◆ **WORK TASK A**: Rewrite the stretch of the commentary on Missouri mental health care from "Missouri's efforts to" through "to medical care.", replacing "partnership" with "alliance".
◆ **WORK TASK B**:
Answer these questions from the commentary on Missouri mental health care:
(i) On average, how many years earlier than the general population do people served by public mental health systems die?
(ii) How many times in a year did one client show up at emergency rooms?
(iii) How many high-cost Medicaid clients did the project launched in late 2010 target?
◆ **WORK TASK C**:
For each statement, say whether it agrees with the commentary on Missouri mental health care. Answer yes or no and quote the deciding words.
(i) Dr. Joe Parks is chief clinical director for the Missouri Department of Mental Health.
(ii) Missouri escaped budget cuts to its mental health system.
(iii) The Behavioral Health Network of Greater St. Louis works to coordinate mental health care through western Missouri.

◆ **SUPPLIED PASSAGE**:
Commentary: Missouri leads the way in coordinating mental and physical care
This article first appeared in th St. Louis Beacon, Jan. 6, 2012 - Missouri is quickly becoming a pre-eminent leader in improving the coordination of care for people with serious mental illness and co-occurring, life threatening medical conditions, such as hypertension, diabetes, cardiovascular disease and COPD.
Our state doesn't often find itself in the vanguard of change. We're used to being on the lower half of the leader boards when it comes to the health of our citizens. So, how then did we become a sought-after expert in mental health care delivery?
Most states have seen their mental health system infrastructure crack and crumble under the heavy strain of budget cuts. We in Missouri have also sustained painful cuts, to be sure. But instead of trying to survive by simply scaling back, mental health leaders here have spent the past several years working together across the system to use the resources we do have in the smartest ways possible -- ways that serve our clients and the state's bottom line.
Missouri's efforts to effect life-changing initiatives for people with mental illness and other serious health conditions are driven by a powerful, collaborative environment between the provider community and the Missouri Department of Mental Health.
This partnership took root five years ago when one of Missouri's mental health leaders, Dr. Joe Parks, chief clinical director for the Missouri Department of Mental Health, co-published a benchmark study that shook the mental health community across America. "Morbidity and Mortality in People with Serious Mental Illness" found that those served by our public mental health systems die, on average, 25 years earlier than the general population. More than 80 percent of those premature deaths are due to treatable medical conditions caused by preventable risk factors such as smoking, obesity, substance abuse and inadequate access to medical care.
Numerous other studies showed that people with serious mentally illness and chronic health conditions are more likely than not to receive no medical care whatsoever for those conditions. Both providers and state officials in Missouri came to understand that our system was designed to treat people in emergency situations instead of keeping them from getting acutely ill in the first place. This was not only harmful to those we serve, it also cost taxpayers millions in avoidable costs.
One analysis in our state actually identified a client who showed up at emergency rooms 250 times in a year -- sometimes in multiple emergency rooms in the same day. It would have been cheaper to hire a caseworker assigned 24 hours a day to only him.
Those of us in the mental health community knew we had to do something. We knew we had to act fast (people were dying and the system was crashing financially). And we knew we needed each other to accomplish the kind of systemic change that could turn this problem around. It's like Helen Keller said: "Alone we can do so little; together we can do so much."
There are numerous examples of this collaboration over the past several years, including the establishment of the Behavioral Health Network of Greater St. Louis, dedicated to developing an accessible and coordinated system of mental health care through eastern Missouri. We also worked together to help the state implement a cutting-edge disease management program for those receiving mental health services.
In late 2010, the mental health department, MO Health Net and other stakeholders launched a project targeting 3,700 identified high-cost Medicaid clients with chronic medical conditions who were eligible for but not using mental health services. The state sent these clients letters inviting them to enroll in community mental health so we could coordinate and manage both their medical and psychiatric conditions. The hope for the project is that we'll save money by engaging clients in pro-active care that keeps them healthier.

Stored data entries:
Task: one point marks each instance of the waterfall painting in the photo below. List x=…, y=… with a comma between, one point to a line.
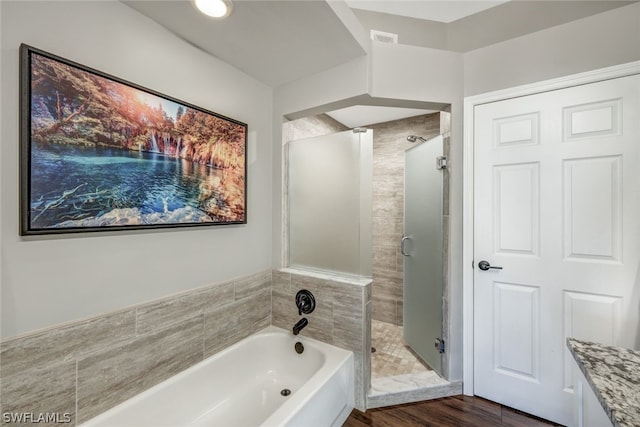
x=102, y=154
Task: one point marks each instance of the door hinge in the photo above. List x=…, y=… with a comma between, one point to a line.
x=441, y=162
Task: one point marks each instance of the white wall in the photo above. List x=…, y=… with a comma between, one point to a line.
x=609, y=38
x=48, y=280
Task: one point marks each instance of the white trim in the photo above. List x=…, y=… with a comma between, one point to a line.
x=467, y=192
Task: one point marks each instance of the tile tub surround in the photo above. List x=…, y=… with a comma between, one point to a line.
x=342, y=316
x=614, y=374
x=389, y=145
x=84, y=368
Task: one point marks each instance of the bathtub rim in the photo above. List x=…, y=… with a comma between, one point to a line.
x=335, y=359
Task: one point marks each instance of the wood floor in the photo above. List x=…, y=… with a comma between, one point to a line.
x=456, y=411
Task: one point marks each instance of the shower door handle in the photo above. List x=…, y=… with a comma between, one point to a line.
x=404, y=239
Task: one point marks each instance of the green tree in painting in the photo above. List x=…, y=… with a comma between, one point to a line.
x=73, y=106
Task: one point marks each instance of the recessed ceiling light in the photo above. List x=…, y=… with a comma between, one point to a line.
x=214, y=8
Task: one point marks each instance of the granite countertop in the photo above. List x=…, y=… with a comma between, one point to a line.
x=614, y=376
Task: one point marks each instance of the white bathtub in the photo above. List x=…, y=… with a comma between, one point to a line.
x=241, y=385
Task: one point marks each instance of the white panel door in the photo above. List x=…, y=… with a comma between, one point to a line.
x=557, y=206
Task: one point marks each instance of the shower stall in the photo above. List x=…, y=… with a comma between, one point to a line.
x=370, y=203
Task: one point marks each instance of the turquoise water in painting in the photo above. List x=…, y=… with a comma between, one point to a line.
x=96, y=186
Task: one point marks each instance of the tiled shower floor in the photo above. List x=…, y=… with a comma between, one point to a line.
x=392, y=357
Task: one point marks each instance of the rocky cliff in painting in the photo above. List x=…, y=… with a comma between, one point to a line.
x=82, y=118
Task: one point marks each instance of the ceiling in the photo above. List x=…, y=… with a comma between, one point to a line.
x=432, y=10
x=273, y=41
x=280, y=41
x=277, y=42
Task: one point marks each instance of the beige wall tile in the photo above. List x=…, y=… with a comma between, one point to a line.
x=66, y=342
x=252, y=285
x=107, y=378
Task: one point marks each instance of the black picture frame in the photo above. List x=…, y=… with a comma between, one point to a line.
x=99, y=153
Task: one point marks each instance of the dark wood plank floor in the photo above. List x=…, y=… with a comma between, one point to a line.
x=456, y=411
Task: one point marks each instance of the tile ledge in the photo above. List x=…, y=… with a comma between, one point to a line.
x=336, y=277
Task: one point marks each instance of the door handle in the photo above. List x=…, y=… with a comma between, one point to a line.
x=484, y=266
x=404, y=239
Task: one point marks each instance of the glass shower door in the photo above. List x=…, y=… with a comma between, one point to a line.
x=422, y=247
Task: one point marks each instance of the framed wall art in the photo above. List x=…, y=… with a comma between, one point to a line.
x=102, y=154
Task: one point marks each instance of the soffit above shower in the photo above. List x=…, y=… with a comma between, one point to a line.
x=364, y=115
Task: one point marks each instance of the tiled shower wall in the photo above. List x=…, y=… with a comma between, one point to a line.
x=342, y=317
x=389, y=145
x=84, y=368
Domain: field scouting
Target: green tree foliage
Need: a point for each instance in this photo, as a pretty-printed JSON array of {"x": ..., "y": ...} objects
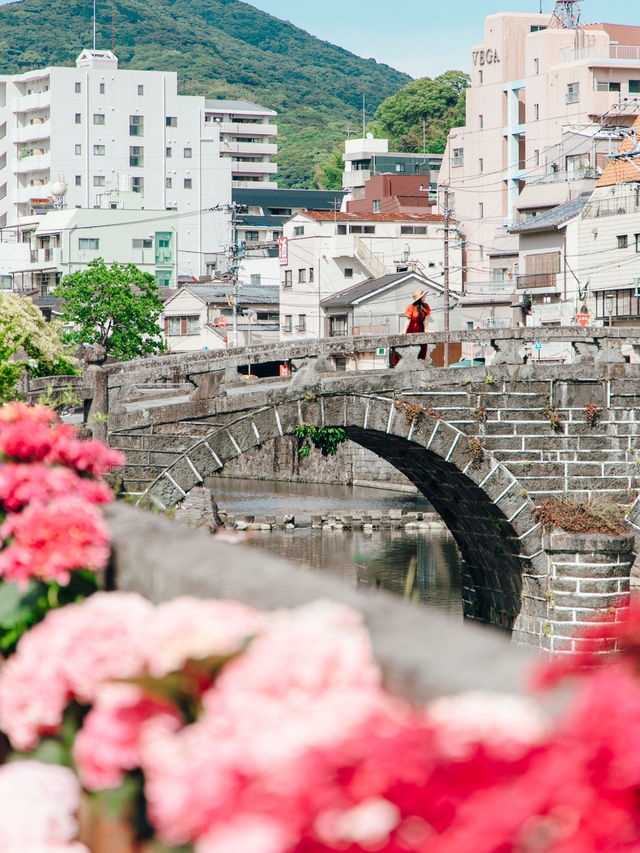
[
  {"x": 28, "y": 342},
  {"x": 440, "y": 102},
  {"x": 116, "y": 306},
  {"x": 219, "y": 48},
  {"x": 328, "y": 173}
]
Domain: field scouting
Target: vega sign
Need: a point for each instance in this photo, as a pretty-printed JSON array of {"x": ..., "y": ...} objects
[{"x": 485, "y": 57}]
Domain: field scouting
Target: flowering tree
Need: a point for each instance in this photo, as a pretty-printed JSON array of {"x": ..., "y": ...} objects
[
  {"x": 117, "y": 307},
  {"x": 22, "y": 326}
]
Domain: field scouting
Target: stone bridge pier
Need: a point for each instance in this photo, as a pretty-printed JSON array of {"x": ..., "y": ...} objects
[{"x": 485, "y": 445}]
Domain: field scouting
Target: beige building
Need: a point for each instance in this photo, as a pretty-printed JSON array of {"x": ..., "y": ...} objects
[{"x": 533, "y": 139}]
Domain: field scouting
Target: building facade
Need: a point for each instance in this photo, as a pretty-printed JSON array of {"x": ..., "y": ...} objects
[
  {"x": 326, "y": 252},
  {"x": 93, "y": 126},
  {"x": 531, "y": 80}
]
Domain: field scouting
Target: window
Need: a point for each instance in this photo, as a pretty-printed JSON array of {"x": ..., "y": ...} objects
[
  {"x": 136, "y": 125},
  {"x": 136, "y": 155},
  {"x": 573, "y": 93},
  {"x": 91, "y": 243}
]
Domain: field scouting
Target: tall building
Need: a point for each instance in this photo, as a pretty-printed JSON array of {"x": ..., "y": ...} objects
[
  {"x": 542, "y": 88},
  {"x": 97, "y": 128},
  {"x": 247, "y": 140}
]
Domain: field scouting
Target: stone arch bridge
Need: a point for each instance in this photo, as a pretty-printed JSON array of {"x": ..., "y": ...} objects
[{"x": 484, "y": 444}]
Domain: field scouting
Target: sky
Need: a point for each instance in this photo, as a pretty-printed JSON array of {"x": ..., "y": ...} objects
[{"x": 421, "y": 37}]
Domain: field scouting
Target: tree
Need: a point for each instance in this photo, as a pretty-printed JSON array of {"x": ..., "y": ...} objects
[
  {"x": 440, "y": 103},
  {"x": 328, "y": 173},
  {"x": 116, "y": 306},
  {"x": 23, "y": 329}
]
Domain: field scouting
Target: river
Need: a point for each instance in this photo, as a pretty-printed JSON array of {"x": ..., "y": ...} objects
[{"x": 421, "y": 565}]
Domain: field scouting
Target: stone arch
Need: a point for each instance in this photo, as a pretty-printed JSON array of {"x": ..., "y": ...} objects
[{"x": 484, "y": 506}]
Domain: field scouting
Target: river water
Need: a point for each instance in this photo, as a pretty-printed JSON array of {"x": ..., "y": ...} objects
[{"x": 421, "y": 565}]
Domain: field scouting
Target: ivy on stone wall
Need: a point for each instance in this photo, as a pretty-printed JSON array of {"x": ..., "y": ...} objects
[{"x": 326, "y": 439}]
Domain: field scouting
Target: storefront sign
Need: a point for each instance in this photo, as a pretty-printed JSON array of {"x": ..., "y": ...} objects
[{"x": 485, "y": 57}]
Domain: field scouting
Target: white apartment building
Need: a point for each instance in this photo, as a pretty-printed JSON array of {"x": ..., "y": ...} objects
[
  {"x": 325, "y": 252},
  {"x": 532, "y": 80},
  {"x": 247, "y": 139},
  {"x": 37, "y": 253},
  {"x": 93, "y": 125}
]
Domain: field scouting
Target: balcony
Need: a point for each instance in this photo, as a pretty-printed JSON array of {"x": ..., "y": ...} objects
[
  {"x": 540, "y": 279},
  {"x": 31, "y": 132}
]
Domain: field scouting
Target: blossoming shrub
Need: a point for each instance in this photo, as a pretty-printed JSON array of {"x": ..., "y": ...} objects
[
  {"x": 52, "y": 536},
  {"x": 272, "y": 734}
]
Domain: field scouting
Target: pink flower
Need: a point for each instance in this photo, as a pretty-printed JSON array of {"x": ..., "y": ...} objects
[
  {"x": 49, "y": 541},
  {"x": 68, "y": 655},
  {"x": 37, "y": 807},
  {"x": 107, "y": 745},
  {"x": 192, "y": 628}
]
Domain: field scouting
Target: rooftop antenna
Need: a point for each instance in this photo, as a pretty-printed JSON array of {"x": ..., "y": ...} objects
[{"x": 566, "y": 15}]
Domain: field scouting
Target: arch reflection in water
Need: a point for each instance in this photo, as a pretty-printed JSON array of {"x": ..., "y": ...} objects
[{"x": 421, "y": 566}]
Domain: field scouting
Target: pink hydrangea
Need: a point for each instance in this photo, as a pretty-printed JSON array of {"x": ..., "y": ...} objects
[
  {"x": 68, "y": 655},
  {"x": 23, "y": 483},
  {"x": 48, "y": 541},
  {"x": 107, "y": 745},
  {"x": 192, "y": 628},
  {"x": 38, "y": 803}
]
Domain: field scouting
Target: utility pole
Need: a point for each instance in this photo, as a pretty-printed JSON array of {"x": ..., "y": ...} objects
[{"x": 447, "y": 219}]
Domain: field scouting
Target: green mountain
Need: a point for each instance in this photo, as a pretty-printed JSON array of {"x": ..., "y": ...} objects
[{"x": 220, "y": 48}]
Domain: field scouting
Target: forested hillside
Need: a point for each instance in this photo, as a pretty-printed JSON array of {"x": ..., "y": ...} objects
[{"x": 220, "y": 48}]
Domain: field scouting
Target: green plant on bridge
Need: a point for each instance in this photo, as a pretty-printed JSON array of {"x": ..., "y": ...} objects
[{"x": 326, "y": 439}]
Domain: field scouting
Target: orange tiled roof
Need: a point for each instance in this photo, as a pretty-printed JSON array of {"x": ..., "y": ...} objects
[
  {"x": 338, "y": 216},
  {"x": 623, "y": 171}
]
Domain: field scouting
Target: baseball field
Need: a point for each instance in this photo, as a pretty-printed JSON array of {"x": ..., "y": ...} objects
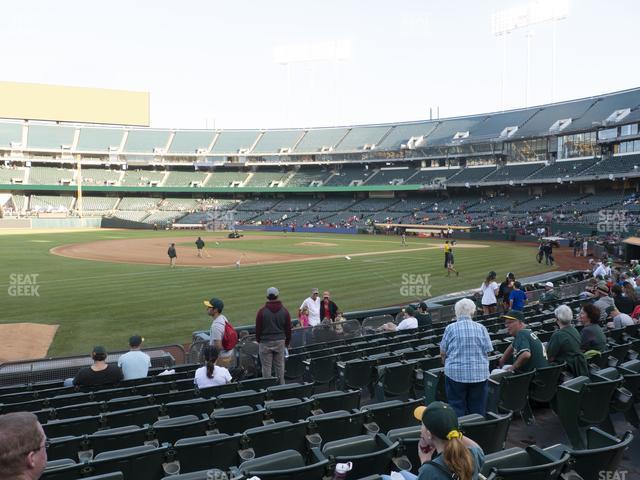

◆ **OUTPUT A**:
Missouri's efforts to effect life-changing initiatives for people with mental illness and other serious health conditions are driven by a powerful, collaborative environment between the provider community and the Missouri Department of Mental Health.
This alliance took root five years ago when one of Missouri's mental health leaders, Dr. Joe Parks, chief clinical director for the Missouri Department of Mental Health, co-published a benchmark study that shook the mental health community across America. "Morbidity and Mortality in People with Serious Mental Illness" found that those served by our public mental health systems die, on average, 25 years earlier than the general population. More than 80 percent of those premature deaths are due to treatable medical conditions caused by preventable risk factors such as smoking, obesity, substance abuse and inadequate access to medical care.

◆ **OUTPUT B**:
(i) 25 years
(ii) 250 times
(iii) 3,700

◆ **OUTPUT C**:
(i) Yes: "Dr. Joe Parks, chief clinical director for the Missouri Department of Mental Health"
(ii) No: "We in Missouri have also sustained painful cuts, to be sure."
(iii) No: "dedicated to developing an accessible and coordinated system of mental health care through eastern Missouri"